___ EXTRACTED MATERIAL

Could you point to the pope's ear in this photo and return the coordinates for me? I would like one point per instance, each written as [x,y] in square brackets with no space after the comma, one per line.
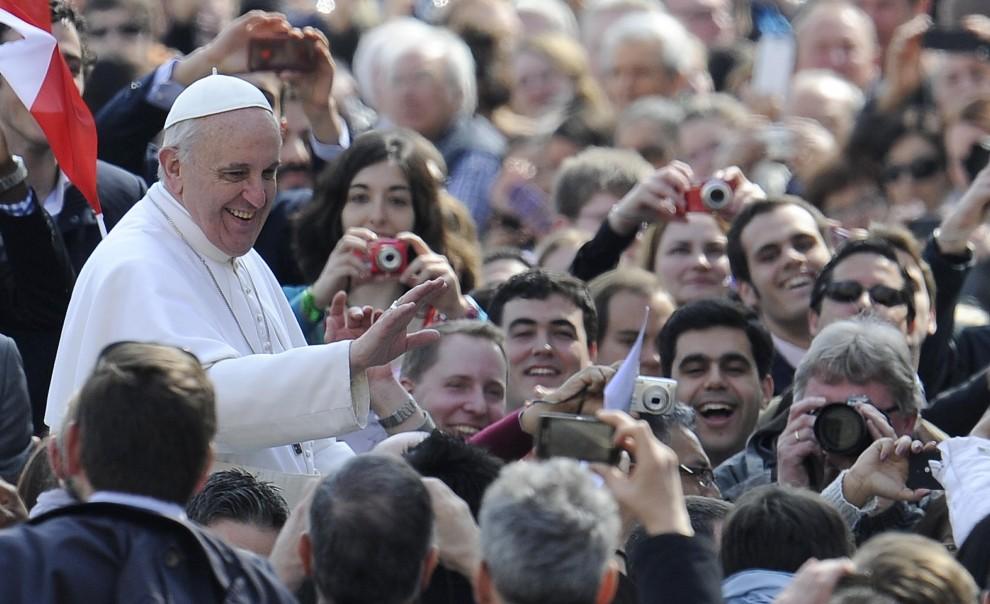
[168,159]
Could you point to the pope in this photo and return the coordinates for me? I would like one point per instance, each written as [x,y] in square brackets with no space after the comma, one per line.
[179,269]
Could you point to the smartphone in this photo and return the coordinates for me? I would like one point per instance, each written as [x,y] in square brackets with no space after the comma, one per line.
[281,54]
[576,436]
[979,156]
[774,64]
[920,475]
[955,40]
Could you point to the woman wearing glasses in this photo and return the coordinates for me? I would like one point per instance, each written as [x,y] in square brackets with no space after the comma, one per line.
[915,180]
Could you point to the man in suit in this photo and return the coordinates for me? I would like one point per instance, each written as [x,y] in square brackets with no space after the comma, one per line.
[139,447]
[31,184]
[776,249]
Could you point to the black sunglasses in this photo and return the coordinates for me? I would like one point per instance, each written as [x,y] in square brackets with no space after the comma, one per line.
[850,291]
[124,29]
[919,169]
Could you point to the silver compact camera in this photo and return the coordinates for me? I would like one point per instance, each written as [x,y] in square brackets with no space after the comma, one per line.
[654,396]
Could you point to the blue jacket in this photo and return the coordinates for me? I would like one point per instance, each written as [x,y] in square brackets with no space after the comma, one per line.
[755,586]
[107,552]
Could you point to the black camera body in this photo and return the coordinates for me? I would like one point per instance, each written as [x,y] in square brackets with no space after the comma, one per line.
[841,430]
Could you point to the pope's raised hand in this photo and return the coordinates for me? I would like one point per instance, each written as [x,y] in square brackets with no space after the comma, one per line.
[387,338]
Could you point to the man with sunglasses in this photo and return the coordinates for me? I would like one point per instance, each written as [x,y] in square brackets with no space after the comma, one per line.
[864,277]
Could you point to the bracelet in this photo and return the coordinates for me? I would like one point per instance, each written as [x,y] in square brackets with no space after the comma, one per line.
[9,181]
[307,305]
[428,424]
[401,414]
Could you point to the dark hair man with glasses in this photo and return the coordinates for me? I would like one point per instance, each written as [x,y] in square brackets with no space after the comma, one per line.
[864,277]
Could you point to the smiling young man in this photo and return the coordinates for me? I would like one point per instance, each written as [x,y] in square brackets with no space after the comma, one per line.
[460,379]
[776,249]
[720,356]
[548,320]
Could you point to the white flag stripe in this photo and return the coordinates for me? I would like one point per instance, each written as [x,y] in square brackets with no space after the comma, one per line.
[24,63]
[619,390]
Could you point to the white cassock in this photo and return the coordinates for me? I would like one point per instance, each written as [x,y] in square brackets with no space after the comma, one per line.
[156,278]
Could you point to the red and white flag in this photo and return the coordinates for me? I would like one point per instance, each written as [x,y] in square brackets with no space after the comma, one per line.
[35,70]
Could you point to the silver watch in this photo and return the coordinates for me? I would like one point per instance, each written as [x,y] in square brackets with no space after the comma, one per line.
[9,181]
[401,414]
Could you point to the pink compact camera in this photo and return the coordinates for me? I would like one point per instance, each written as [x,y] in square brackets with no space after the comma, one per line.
[710,196]
[388,256]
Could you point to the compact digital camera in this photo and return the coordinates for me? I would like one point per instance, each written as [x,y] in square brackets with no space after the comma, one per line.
[388,256]
[654,396]
[841,430]
[710,196]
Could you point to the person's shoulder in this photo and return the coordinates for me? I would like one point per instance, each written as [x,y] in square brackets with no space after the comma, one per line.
[244,567]
[109,175]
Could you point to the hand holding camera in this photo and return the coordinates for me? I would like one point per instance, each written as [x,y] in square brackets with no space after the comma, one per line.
[883,471]
[583,392]
[347,265]
[655,198]
[427,265]
[651,491]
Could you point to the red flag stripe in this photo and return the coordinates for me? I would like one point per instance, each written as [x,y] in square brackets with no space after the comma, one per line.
[57,105]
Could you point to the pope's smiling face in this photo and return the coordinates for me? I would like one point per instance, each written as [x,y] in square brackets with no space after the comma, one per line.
[226,179]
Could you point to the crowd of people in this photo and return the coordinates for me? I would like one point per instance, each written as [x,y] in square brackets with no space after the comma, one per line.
[363,255]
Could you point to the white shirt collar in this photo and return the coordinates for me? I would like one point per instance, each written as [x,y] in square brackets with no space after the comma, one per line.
[165,508]
[161,197]
[55,200]
[792,353]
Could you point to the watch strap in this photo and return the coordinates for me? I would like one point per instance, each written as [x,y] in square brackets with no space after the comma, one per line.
[11,180]
[401,414]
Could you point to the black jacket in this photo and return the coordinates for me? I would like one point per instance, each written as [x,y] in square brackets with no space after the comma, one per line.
[106,552]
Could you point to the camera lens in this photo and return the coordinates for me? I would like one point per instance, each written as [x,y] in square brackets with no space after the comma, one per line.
[389,259]
[716,194]
[840,429]
[656,400]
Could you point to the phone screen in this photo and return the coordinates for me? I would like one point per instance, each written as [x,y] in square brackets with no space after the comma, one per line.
[577,437]
[955,40]
[920,475]
[281,54]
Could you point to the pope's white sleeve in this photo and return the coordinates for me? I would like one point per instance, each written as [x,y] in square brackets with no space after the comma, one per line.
[307,393]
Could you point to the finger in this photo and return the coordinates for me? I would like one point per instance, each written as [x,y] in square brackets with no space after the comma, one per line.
[422,337]
[424,292]
[361,232]
[408,276]
[616,419]
[804,406]
[338,304]
[415,242]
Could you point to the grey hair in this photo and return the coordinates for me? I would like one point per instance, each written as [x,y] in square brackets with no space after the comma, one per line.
[547,533]
[660,28]
[596,170]
[184,135]
[663,425]
[368,61]
[833,84]
[665,113]
[862,350]
[555,12]
[436,42]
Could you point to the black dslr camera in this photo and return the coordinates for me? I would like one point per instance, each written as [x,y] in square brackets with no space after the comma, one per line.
[841,430]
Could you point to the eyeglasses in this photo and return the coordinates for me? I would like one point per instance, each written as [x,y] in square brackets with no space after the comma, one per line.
[124,29]
[919,169]
[703,476]
[850,291]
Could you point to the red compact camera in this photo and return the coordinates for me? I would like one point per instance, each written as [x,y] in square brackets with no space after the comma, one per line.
[710,196]
[388,256]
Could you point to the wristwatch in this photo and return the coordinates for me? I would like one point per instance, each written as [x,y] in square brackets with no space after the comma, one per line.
[9,181]
[401,414]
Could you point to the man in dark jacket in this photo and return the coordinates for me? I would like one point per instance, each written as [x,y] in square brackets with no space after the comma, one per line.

______

--- TASK DESCRIPTION ---
Would you set down the listing exactly, omitting pictures?

--- REPLY TO THE EXERCISE ---
Could you point to the pope's ear in this photo and return the coordinates for me? I would like one point per instance, each written as [x,y] in square brackets with no space after the comma, one per line.
[168,159]
Could you point to the pope in this photo and return the coordinates for me? I would like one point per instance, each written as [x,y] in square brackets with no space after the comma, one per line.
[179,269]
Could you point to the smartphone in this photo and return the coordinates for me? I would like one point per instance, each written as [x,y] in square brackets with no space after the comma, one per line.
[281,54]
[576,436]
[979,156]
[774,64]
[920,475]
[955,40]
Could you point to the woman wearing glasses in this photo and return the coordinates for me? I would like one point per instance, each written as [x,y] in square brackets with no space after the comma, one per line.
[915,180]
Could you point to the man in suit in this photo and return the coordinates for me? I would like one point per instance, each written as [x,y] in square brackets with no space after the comma, one per line.
[139,447]
[31,184]
[776,249]
Could you point to the black sunglasses in this photo and return the coordinates for me? I would like one point per instance, each written as [x,y] in square brackets with no space after the comma, one per line.
[850,291]
[124,29]
[919,169]
Could you point to the silver compact camera in this photo and return the coordinates for me? I would like one point per instance, each written as [x,y] in square brackets with no space after the comma, one per line.
[654,396]
Could you point to the blue jacket in this photo and return the coordinates for me? I would like one point per instance, each written as [x,y] in square brackets with no space after the comma, one per line.
[755,586]
[107,552]
Could you point to the black camera body in this photo and return the coordinates for me? I would like one point per instance, each written as [x,y] in square brackets with no space after the comma, one per line.
[841,430]
Could you point to the pope's raised hand in this photo and return the coordinates for me? I would like one point per instance, each written as [x,y] in square brackets with no space after the comma, one per line.
[387,338]
Could you point to the man with sunglasses in this photo and return the coordinates for me? I would like one point per instance, each written as [x,y] in square brackets with no space after the comma, one per line.
[864,277]
Could you point to the bracelet in this photo and return the coordinates for me? I would like one point per instance, each written as [x,y] in square brackets with no space after the comma, one per line.
[9,181]
[307,305]
[428,424]
[401,414]
Could you point to the dark hair man with glasses in this photo and return the coordinates for me? I would like one point per instance, each written as [x,y] in square brackets with no space after the comma, one per line.
[864,277]
Could you point to the smiling young man in this photo and return the coordinates for me? I would like one point per instance, each written as [x,y] in square brackets with no space after the comma, one per line.
[460,379]
[776,249]
[720,356]
[548,320]
Could you point to the white flag stripe in this photo and return the coordinates for me? I would like one point per instance, each written as [x,y] in square brackets with no space after the comma, one per line.
[24,63]
[619,390]
Could you point to the white cassock in this photo and return the coordinates for me? I would like one point per instance, each written as [x,y] in square brackets with no space after the comma, one per line.
[156,278]
Could you point to the red and white flag in this photo and return the coordinates for me? I would like one point per instance, each written as [x,y] in square brackets with no space after the comma, one per line.
[35,70]
Could you point to the silver watch in this photo and return the coordinates for me? I would like one point per instance, each written as [x,y] in square brackets with no space after the comma, one per line.
[9,181]
[401,414]
Could you point to the pink compact camera in this photo and return the coordinates for me? I would like one point per instance, each written as [x,y] in square brackets with no space after the comma, one per line.
[710,196]
[388,256]
Could you point to the compact digital camera in this photo and return the coordinates for me? I would like one point per instance, each written as [x,y] in square brackets with no space after the comma, one per line.
[388,256]
[654,396]
[841,430]
[710,196]
Could you point to the person's shoulder in this photo and return the coordinates for me? I would like one point per instance, each written as [x,y] in square brackets with no space after the comma, one per line.
[244,567]
[109,175]
Could you point to the hand holding camera in this photo and return the coordinates for me? I would like one point per instance, each written as [x,y] in square brackets with no space after the comma, one per line.
[883,471]
[583,392]
[347,265]
[655,198]
[427,265]
[651,491]
Could you point to the red flag stripe in this photo and return the coordinates for me? I would like one point per instance, each written as [x,y] in square brackets with no space after the comma, one per line.
[57,105]
Could you point to the pope's smiling face in this photo and return the coordinates for me? I would like one point per instance, each written as [x,y] in square brackets with no space after the comma, one per line.
[226,179]
Could you point to the crowd of people in this photo and return the coordinates for me? I would like one point per instance, each written as [x,y] in square brackets with no space after the comma, one per line.
[363,255]
Could you point to the white shirt collar in this photo and return the coordinates for me? I would like one point per instance, each written as [x,y] in square brackets with no space after the comma, one per line.
[165,508]
[161,197]
[55,200]
[792,353]
Could you point to the watch strap in this photo and return the coordinates for me? I would like one point per instance, each written as [x,y] in square brackets with no space after the comma, one per line.
[11,180]
[401,414]
Could you point to the black jacket in this photo and return the coordinates for me? I would like one point per instance, each written as [x,y] in square brackets with no space after the comma, one per line.
[106,552]
Could you point to the camera lens in this photo and return the coordinates for me? I would like one point per instance, each written as [x,y] in square brackets with no space after the comma, one per line.
[389,259]
[716,194]
[840,429]
[656,400]
Could you point to the phone screen in this photo and return the coordinates for me? I would like one point per instance, each written as [x,y] in square brackets with no space after the comma, one per line.
[577,437]
[955,40]
[920,475]
[281,54]
Could you point to the pope's white sleeve in this photo and return the coordinates for me? I would like one point per instance, each written as [x,y] in square brackets with no space after the comma, one per line.
[307,393]
Could you point to the finger in this photo and return the coordinates for me? I would like one point per instance, each written as [x,y] in square brackets with no space after the comma, one per line.
[422,337]
[424,292]
[361,232]
[408,276]
[616,419]
[804,406]
[338,304]
[415,242]
Could you point to the grey hair in this photo and return the coordinates for me? I would like one point per instance, each written as [x,y] in square brackets with no space after the comma, one per line.
[547,533]
[660,28]
[596,170]
[184,135]
[663,425]
[368,61]
[833,84]
[665,113]
[862,350]
[555,12]
[436,42]
Could you point to the black dslr camera in this photo and return the coordinates for me? I would like one point per instance, each written as [x,y] in square brackets with no space after the comma, one per line.
[841,430]
Could you point to the eyeglasses in this photo and return the coordinates for me? I would like one point per instance, each written as [x,y] in square brackets with no space after the comma, one per line.
[124,29]
[919,169]
[703,476]
[850,291]
Could you point to the red compact camera in this photo and return the coordinates for me? I would like one point per instance, each written as [x,y] in square brackets with no space after the comma, one per line.
[710,196]
[388,256]
Could you point to the wristwatch in this photo and return the coordinates for me? I would like one point per instance, each written as [x,y] in square brackets with no space after the comma, one per line.
[9,181]
[401,414]
Could you point to the man in dark jacket in this photo and return the coordinates for me? I would like one point per instance, each written as [x,y] in square brackets with no space after the comma, one per line.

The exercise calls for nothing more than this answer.